Objective: Reproduce the lines of the entries below word for word, starting with the line that contains "Wildlife-survey input: mark every instance of the white tank" and going on through the line that contains "point(804, 44)", both included. Copy only those lines.

━━━ Record set ━━━

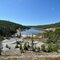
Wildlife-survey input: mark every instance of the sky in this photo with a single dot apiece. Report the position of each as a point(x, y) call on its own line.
point(30, 12)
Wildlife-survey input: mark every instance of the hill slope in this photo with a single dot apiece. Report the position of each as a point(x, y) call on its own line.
point(46, 26)
point(8, 28)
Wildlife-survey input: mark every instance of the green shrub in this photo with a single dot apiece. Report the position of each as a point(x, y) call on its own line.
point(16, 46)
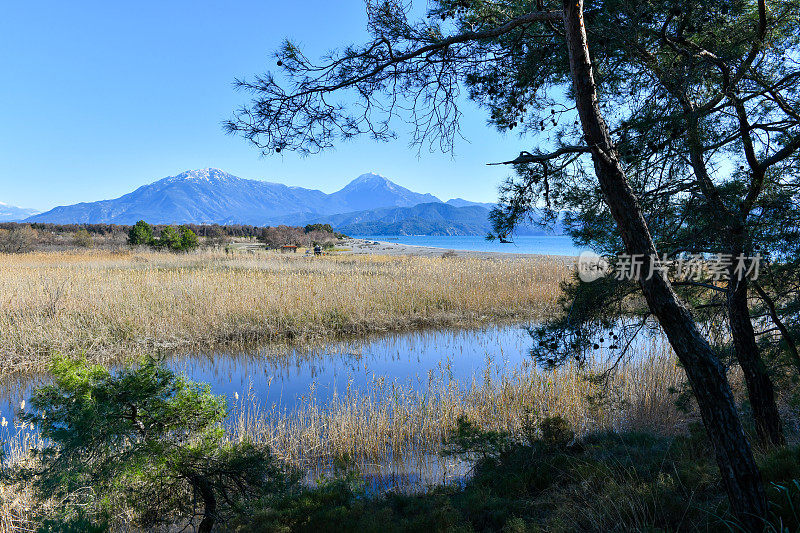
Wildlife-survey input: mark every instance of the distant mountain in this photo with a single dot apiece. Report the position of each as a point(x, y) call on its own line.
point(370, 204)
point(10, 213)
point(213, 196)
point(435, 218)
point(371, 191)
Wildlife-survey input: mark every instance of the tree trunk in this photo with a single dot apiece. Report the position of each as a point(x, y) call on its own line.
point(759, 385)
point(209, 504)
point(791, 345)
point(740, 475)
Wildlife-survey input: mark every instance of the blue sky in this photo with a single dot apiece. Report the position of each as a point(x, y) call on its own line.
point(99, 98)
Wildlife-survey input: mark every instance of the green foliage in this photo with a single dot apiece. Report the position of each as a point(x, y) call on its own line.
point(189, 240)
point(83, 238)
point(143, 437)
point(70, 519)
point(170, 238)
point(141, 233)
point(181, 239)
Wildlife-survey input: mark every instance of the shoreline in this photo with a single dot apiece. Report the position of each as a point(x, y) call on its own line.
point(370, 247)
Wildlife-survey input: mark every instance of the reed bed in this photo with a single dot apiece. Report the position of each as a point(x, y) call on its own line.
point(112, 305)
point(392, 433)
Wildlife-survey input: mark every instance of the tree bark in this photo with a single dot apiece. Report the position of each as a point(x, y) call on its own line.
point(791, 345)
point(740, 475)
point(759, 384)
point(209, 504)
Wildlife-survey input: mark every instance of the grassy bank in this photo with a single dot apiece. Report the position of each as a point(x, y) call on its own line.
point(392, 433)
point(110, 305)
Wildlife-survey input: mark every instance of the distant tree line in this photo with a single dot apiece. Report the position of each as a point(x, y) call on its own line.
point(25, 237)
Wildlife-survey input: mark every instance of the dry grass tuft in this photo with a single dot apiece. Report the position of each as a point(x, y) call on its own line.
point(392, 433)
point(111, 305)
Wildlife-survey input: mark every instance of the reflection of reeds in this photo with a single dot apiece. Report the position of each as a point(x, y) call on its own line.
point(393, 432)
point(109, 305)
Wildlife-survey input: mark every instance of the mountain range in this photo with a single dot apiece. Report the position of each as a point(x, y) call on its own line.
point(370, 204)
point(10, 213)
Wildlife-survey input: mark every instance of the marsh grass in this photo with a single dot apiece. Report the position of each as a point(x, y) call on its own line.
point(392, 433)
point(121, 305)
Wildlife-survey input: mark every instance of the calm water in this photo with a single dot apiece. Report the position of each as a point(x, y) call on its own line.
point(285, 378)
point(547, 245)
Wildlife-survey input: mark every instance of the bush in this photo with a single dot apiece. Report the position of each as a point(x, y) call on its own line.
point(141, 234)
point(82, 239)
point(143, 438)
point(19, 240)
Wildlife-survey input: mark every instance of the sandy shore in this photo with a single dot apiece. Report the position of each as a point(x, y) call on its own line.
point(363, 247)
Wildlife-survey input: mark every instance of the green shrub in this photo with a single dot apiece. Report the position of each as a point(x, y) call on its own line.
point(144, 438)
point(141, 234)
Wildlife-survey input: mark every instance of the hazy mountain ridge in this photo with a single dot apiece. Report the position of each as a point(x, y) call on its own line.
point(12, 213)
point(423, 219)
point(370, 204)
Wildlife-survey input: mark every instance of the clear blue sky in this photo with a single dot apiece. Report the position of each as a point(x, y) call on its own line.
point(98, 98)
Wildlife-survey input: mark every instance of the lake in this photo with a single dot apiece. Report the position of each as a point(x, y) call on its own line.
point(284, 377)
point(544, 244)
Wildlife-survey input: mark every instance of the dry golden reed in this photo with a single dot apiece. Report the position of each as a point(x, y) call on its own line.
point(392, 433)
point(111, 305)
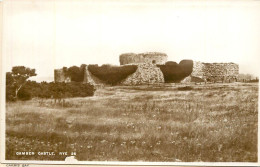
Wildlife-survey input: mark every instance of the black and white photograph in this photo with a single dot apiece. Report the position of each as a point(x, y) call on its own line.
point(130, 82)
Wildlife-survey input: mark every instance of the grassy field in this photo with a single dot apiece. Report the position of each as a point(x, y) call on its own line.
point(184, 123)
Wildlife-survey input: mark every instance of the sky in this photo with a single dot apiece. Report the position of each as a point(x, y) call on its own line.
point(49, 34)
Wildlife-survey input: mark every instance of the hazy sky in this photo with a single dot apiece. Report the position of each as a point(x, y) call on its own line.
point(49, 34)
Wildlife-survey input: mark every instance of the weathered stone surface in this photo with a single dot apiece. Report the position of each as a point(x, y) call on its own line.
point(90, 78)
point(225, 72)
point(149, 57)
point(59, 76)
point(146, 73)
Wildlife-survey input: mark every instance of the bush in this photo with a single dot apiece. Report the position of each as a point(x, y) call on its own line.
point(112, 74)
point(174, 72)
point(24, 94)
point(75, 73)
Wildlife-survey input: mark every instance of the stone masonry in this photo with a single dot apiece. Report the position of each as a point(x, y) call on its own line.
point(149, 57)
point(59, 76)
point(146, 73)
point(225, 72)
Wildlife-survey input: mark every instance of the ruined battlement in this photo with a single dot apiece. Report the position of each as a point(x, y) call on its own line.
point(215, 71)
point(149, 57)
point(151, 68)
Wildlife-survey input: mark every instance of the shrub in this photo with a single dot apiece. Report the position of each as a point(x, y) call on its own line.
point(174, 72)
point(112, 74)
point(24, 94)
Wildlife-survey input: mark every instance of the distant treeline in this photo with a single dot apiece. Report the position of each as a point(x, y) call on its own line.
point(18, 88)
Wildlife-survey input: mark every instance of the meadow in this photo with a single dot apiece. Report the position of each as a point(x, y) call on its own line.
point(168, 122)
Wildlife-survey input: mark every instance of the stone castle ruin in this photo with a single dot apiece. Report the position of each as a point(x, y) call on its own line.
point(150, 68)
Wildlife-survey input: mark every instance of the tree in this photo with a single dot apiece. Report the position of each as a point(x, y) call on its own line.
point(19, 76)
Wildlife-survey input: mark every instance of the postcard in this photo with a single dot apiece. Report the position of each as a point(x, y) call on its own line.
point(131, 82)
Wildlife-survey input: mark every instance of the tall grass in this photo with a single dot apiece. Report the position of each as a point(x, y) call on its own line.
point(211, 123)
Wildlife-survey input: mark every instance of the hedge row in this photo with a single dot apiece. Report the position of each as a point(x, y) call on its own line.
point(112, 74)
point(174, 72)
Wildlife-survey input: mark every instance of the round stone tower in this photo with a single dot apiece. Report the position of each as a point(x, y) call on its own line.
point(149, 57)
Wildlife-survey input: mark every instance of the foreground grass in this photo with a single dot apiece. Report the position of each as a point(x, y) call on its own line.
point(210, 123)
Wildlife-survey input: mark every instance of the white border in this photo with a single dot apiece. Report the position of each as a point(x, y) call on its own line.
point(2, 131)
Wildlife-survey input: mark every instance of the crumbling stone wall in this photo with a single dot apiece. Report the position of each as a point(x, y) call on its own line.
point(90, 78)
point(60, 76)
point(149, 57)
point(146, 73)
point(225, 72)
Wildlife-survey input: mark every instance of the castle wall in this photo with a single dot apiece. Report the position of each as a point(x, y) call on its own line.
point(146, 73)
point(150, 57)
point(90, 78)
point(226, 72)
point(59, 76)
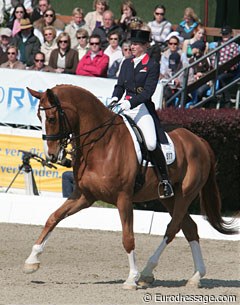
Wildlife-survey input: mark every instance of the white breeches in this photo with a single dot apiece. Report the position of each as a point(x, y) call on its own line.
point(144, 121)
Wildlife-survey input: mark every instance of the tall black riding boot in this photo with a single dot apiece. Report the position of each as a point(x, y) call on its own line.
point(158, 159)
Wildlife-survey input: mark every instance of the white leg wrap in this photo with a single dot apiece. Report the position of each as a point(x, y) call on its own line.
point(197, 258)
point(153, 260)
point(36, 251)
point(134, 275)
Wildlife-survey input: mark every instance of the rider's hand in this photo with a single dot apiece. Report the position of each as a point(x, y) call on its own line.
point(113, 100)
point(125, 105)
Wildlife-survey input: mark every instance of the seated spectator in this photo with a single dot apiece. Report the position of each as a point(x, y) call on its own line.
point(39, 65)
point(26, 42)
point(19, 13)
point(50, 42)
point(83, 45)
point(160, 26)
point(13, 62)
point(28, 4)
point(95, 19)
point(114, 70)
point(39, 10)
point(113, 51)
point(192, 46)
point(226, 53)
point(107, 27)
point(5, 40)
point(67, 184)
point(64, 59)
point(172, 60)
point(49, 18)
point(189, 23)
point(128, 11)
point(95, 62)
point(77, 23)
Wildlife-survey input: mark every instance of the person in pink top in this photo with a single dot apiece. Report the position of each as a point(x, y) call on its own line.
point(94, 62)
point(19, 13)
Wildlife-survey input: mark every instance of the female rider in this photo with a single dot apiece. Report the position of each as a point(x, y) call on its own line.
point(138, 78)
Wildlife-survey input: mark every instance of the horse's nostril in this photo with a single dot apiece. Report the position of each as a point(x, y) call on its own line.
point(52, 158)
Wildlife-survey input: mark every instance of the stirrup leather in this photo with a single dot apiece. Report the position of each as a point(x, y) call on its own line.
point(165, 189)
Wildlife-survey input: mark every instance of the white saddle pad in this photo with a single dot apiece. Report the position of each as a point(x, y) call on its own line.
point(168, 149)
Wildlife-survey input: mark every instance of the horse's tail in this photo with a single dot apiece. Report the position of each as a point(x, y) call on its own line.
point(211, 202)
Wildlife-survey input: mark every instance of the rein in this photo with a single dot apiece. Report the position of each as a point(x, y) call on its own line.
point(65, 134)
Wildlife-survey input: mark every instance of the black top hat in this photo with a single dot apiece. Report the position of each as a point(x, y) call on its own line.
point(226, 30)
point(140, 36)
point(174, 61)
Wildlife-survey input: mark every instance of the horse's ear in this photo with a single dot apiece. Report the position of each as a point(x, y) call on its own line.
point(50, 96)
point(35, 93)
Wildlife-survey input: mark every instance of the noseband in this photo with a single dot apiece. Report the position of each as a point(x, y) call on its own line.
point(65, 131)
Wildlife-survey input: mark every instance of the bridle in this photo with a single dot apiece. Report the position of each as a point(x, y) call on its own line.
point(65, 134)
point(65, 129)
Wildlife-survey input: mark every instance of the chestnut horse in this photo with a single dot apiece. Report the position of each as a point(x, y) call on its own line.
point(105, 168)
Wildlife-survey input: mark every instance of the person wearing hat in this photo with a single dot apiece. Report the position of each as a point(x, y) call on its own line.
point(27, 43)
point(191, 46)
point(173, 59)
point(5, 40)
point(138, 79)
point(12, 61)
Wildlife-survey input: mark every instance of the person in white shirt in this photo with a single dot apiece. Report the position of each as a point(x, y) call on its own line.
point(114, 50)
point(83, 44)
point(115, 68)
point(160, 26)
point(95, 18)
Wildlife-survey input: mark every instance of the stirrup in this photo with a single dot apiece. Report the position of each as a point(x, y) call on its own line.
point(165, 189)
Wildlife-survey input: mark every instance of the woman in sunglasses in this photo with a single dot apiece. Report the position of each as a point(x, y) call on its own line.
point(13, 62)
point(160, 26)
point(50, 42)
point(19, 13)
point(39, 65)
point(95, 62)
point(49, 18)
point(83, 44)
point(64, 59)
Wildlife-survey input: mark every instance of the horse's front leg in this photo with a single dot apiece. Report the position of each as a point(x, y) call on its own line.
point(126, 214)
point(69, 207)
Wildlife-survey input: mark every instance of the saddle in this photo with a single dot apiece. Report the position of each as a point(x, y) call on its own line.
point(142, 152)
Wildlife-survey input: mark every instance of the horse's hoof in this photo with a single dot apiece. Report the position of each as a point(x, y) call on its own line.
point(146, 281)
point(193, 284)
point(30, 268)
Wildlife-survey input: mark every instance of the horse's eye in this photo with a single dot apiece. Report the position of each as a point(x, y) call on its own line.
point(51, 120)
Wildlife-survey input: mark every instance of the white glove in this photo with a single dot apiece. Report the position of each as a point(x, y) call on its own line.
point(125, 105)
point(114, 99)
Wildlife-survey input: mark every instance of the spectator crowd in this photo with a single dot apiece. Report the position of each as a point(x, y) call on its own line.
point(32, 37)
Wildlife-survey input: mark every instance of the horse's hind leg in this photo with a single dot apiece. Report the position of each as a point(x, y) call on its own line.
point(177, 210)
point(69, 207)
point(189, 229)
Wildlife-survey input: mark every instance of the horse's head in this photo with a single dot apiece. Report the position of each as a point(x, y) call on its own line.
point(56, 129)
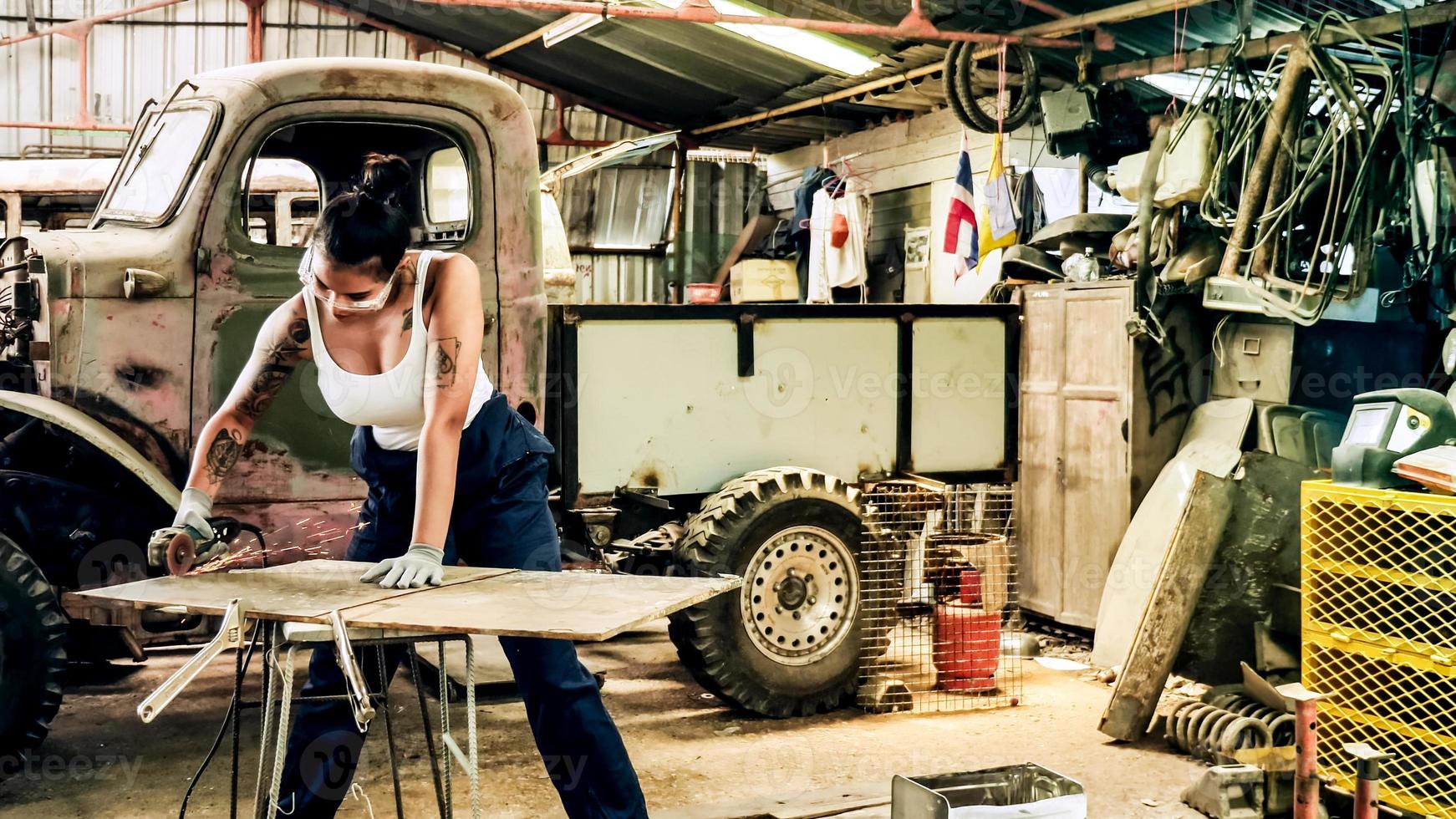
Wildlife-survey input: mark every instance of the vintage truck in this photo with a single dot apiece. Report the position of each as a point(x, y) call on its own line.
point(690, 438)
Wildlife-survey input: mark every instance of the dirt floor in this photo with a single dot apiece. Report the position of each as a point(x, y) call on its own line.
point(690, 750)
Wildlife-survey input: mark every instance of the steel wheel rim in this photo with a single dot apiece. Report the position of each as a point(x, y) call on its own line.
point(800, 595)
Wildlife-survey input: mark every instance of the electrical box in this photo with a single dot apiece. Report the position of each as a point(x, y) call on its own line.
point(1071, 120)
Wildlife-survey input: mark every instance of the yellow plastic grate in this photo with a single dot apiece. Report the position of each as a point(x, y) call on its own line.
point(1379, 636)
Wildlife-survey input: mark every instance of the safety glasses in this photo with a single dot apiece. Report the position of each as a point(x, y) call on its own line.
point(339, 300)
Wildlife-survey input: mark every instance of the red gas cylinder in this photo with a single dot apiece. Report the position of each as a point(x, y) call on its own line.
point(967, 646)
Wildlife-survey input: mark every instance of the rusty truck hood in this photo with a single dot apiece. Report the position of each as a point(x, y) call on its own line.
point(92, 263)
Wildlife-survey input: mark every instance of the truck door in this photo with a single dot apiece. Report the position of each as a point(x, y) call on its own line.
point(298, 451)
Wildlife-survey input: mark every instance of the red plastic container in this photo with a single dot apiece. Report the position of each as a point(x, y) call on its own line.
point(967, 646)
point(971, 587)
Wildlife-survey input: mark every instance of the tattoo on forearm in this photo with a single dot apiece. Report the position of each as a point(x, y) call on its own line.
point(445, 357)
point(278, 364)
point(223, 453)
point(264, 389)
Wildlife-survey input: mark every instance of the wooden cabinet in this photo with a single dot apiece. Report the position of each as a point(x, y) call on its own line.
point(1100, 416)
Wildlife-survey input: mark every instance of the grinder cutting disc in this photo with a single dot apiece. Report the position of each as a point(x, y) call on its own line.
point(181, 553)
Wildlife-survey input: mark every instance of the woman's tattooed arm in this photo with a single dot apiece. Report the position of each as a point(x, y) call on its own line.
point(283, 342)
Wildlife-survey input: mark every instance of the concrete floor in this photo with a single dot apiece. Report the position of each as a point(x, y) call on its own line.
point(689, 750)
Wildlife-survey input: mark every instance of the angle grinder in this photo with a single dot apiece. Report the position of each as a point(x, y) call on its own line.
point(186, 547)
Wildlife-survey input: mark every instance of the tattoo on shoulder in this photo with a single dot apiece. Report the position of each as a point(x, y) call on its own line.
point(445, 357)
point(298, 331)
point(223, 453)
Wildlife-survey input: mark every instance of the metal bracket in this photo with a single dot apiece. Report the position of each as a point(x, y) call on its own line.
point(359, 691)
point(232, 634)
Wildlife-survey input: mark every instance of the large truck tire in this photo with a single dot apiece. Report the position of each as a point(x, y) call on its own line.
point(788, 644)
point(33, 650)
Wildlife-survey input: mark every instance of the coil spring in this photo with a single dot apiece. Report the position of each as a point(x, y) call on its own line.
point(1216, 730)
point(1280, 723)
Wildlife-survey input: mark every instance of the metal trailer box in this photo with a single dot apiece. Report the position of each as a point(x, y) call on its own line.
point(1021, 791)
point(676, 400)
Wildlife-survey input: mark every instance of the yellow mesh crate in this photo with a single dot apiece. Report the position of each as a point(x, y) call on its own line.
point(1377, 577)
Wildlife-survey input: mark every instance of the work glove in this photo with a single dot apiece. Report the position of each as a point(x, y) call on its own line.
point(417, 567)
point(192, 514)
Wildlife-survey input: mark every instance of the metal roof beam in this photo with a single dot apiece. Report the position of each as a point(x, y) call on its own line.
point(914, 27)
point(1382, 25)
point(1063, 25)
point(420, 44)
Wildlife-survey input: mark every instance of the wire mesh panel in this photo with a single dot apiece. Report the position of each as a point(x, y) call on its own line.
point(1379, 636)
point(939, 598)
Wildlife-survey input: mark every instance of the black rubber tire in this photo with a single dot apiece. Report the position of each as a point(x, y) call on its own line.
point(722, 537)
point(33, 650)
point(953, 94)
point(970, 111)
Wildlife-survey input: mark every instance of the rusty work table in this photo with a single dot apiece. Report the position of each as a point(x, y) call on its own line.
point(569, 605)
point(502, 603)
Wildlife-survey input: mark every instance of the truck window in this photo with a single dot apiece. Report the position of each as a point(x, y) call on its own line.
point(158, 166)
point(282, 202)
point(312, 160)
point(447, 188)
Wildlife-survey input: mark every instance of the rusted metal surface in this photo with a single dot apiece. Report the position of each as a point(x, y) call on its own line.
point(1292, 88)
point(152, 370)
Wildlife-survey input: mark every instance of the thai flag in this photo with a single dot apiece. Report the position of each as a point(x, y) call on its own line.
point(961, 231)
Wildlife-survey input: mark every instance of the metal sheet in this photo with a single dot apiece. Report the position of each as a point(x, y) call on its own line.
point(573, 605)
point(304, 591)
point(822, 396)
point(959, 394)
point(1148, 540)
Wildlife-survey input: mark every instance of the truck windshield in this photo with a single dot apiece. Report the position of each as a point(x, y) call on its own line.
point(158, 166)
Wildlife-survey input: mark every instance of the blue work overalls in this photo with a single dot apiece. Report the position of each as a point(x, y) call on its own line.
point(500, 520)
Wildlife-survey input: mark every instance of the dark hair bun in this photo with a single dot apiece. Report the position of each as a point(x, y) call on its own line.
point(384, 176)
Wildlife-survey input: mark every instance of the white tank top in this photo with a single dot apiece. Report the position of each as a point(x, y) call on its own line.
point(392, 402)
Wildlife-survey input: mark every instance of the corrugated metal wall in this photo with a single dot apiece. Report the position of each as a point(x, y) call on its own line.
point(146, 56)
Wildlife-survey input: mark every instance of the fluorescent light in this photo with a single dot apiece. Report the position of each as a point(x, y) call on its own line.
point(571, 25)
point(804, 44)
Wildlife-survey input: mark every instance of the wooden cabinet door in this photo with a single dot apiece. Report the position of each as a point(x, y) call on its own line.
point(1095, 402)
point(1038, 496)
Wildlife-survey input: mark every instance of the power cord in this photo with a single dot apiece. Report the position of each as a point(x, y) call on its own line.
point(232, 707)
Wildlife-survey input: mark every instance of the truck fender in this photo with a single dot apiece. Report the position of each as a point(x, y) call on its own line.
point(94, 432)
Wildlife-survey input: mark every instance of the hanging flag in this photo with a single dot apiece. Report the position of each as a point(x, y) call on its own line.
point(961, 233)
point(999, 217)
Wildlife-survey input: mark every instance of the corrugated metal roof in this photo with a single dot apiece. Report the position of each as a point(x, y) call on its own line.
point(690, 74)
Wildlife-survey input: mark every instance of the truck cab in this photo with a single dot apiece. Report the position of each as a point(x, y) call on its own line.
point(118, 341)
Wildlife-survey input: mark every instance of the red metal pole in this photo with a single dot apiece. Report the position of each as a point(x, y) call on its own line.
point(1367, 779)
point(255, 29)
point(1306, 764)
point(1367, 799)
point(86, 22)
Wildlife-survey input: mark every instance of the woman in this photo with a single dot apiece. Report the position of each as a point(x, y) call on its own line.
point(453, 475)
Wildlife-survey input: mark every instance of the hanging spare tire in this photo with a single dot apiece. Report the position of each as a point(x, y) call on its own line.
point(973, 88)
point(33, 650)
point(790, 642)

━━━

The reply:
Wildlife-survey input: mark every instance of the white tank top in this photo with a single dot apiece. Report the position of each as a point(x, y) call on its own line.
point(392, 402)
Wildlife-survey input: mark every instance of the corrugated metal wall in this photo with a single dot apiece. Report the position of each as a point(x, y) call on its own line.
point(146, 56)
Wildlife-survey input: mark every instance of the fluorescent light in this photo with a single dot apiece. Report the position of each as a point(x, y) call on its own line.
point(571, 25)
point(804, 44)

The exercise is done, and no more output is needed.